**PROBLEM**: Duplicate the full text on Claude Chabrol below, word for word.

**TEXT SEGMENT**:
....................
Thursday, 25 July 2013

Claude Chabrol: The Art of Suspense

Les Bonnes Femmes (Directed by Claude Chabrol)
Born in Paris in 1930, into a comfortable middle-class family, Chabrol was evacuated during the war to the isolated rural village of Sardent in central France. Already a film enthusiast, he set up a makeshift cinema in a barn where he projected German genre films, which he advertised as American ‘super-productions’.

After the Liberation, he returned to Paris, where he studied first pharmacology, then Law, while, at the same time, immersing himself in the thriving cine-club scene. At the Cinematheque Francais, he met Francois Truffaut, Jean-Luc Godard, Jacques Rivette and Eric Rohmer, and was soon invited to write articles for Cahiers du Cinema. A devoted fan of Fritz Lang and Alfred Hitchcock, he collaborated on a book about Hitchcock with Rohmer which became the first serious study of ‘the master of suspense’.

Backed with money inherited by his wife, Chabrol wrote, produced and directed Le Beau Serge in 1958, a film often cited as the first New Wave feature. Shot over nine weeks in Sardent, using natural light and real locations, the film portrays a detailed picture of working class life in a bleak provincial village. Reflecting the influence of both Rossellini and Hitchcock, the film plays on the theme of ‘the double’, with it’s two young protagonists, Francois (Jean-Claude Brialy) and Serge (Gerard Blain), mirror opposites locked in a power struggle. Le Beau Serge was well-received, winning an award at the Locarno film festival, and a lump sum of money from the Film Aid board, which enabled Chabrol to start production on his next film before the first had been released to the public.
....................
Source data

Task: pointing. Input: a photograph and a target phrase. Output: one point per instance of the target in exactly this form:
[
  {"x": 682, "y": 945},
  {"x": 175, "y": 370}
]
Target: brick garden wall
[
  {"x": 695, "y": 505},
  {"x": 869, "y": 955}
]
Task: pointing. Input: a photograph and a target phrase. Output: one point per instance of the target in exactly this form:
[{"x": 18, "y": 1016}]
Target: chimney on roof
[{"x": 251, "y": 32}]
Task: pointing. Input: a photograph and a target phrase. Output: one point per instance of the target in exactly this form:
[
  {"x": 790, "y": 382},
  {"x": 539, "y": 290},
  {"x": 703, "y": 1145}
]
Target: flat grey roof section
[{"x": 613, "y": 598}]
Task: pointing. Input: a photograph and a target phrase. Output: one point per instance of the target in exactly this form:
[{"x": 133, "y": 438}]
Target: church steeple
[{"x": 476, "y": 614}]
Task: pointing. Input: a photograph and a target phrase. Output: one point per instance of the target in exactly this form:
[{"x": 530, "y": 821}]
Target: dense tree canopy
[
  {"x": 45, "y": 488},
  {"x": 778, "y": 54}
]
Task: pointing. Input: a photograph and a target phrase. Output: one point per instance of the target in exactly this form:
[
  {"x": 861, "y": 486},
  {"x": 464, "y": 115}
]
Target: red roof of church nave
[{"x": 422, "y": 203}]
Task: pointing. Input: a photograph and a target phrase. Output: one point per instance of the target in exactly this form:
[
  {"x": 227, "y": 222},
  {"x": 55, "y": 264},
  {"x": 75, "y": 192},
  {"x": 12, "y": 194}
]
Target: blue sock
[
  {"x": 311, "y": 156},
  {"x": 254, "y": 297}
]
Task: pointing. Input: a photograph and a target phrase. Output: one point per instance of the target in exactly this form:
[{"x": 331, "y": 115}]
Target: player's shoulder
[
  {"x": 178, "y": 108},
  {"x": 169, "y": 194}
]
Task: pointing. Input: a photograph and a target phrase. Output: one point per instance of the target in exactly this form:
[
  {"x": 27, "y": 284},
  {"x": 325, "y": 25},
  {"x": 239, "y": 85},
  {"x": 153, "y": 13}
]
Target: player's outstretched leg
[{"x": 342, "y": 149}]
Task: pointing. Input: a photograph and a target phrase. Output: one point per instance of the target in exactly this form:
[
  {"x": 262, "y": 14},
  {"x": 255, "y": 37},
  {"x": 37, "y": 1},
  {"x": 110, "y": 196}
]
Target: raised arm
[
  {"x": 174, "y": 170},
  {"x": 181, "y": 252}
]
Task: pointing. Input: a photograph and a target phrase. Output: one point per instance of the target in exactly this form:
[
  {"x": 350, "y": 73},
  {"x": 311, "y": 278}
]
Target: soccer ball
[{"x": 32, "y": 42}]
....................
**TASK ANSWER**:
Thursday, 25 July 2013

Claude Chabrol: The Art of Suspense

Les Bonnes Femmes (Directed by Claude Chabrol)
Born in Paris in 1930, into a comfortable middle-class family, Chabrol was evacuated during the war to the isolated rural village of Sardent in central France. Already a film enthusiast, he set up a makeshift cinema in a barn where he projected German genre films, which he advertised as American ‘super-productions’.

After the Liberation, he returned to Paris, where he studied first pharmacology, then Law, while, at the same time, immersing himself in the thriving cine-club scene. At the Cinematheque Francais, he met Francois Truffaut, Jean-Luc Godard, Jacques Rivette and Eric Rohmer, and was soon invited to write articles for Cahiers du Cinema. A devoted fan of Fritz Lang and Alfred Hitchcock, he collaborated on a book about Hitchcock with Rohmer which became the first serious study of ‘the master of suspense’.

Backed with money inherited by his wife, Chabrol wrote, produced and directed Le Beau Serge in 1958, a film often cited as the first New Wave feature. Shot over nine weeks in Sardent, using natural light and real locations, the film portrays a detailed picture of working class life in a bleak provincial village. Reflecting the influence of both Rossellini and Hitchcock, the film plays on the theme of ‘the double’, with it’s two young protagonists, Francois (Jean-Claude Brialy) and Serge (Gerard Blain), mirror opposites locked in a power struggle. Le Beau Serge was well-received, winning an award at the Locarno film festival, and a lump sum of money from the Film Aid board, which enabled Chabrol to start production on his next film before the first had been released to the public.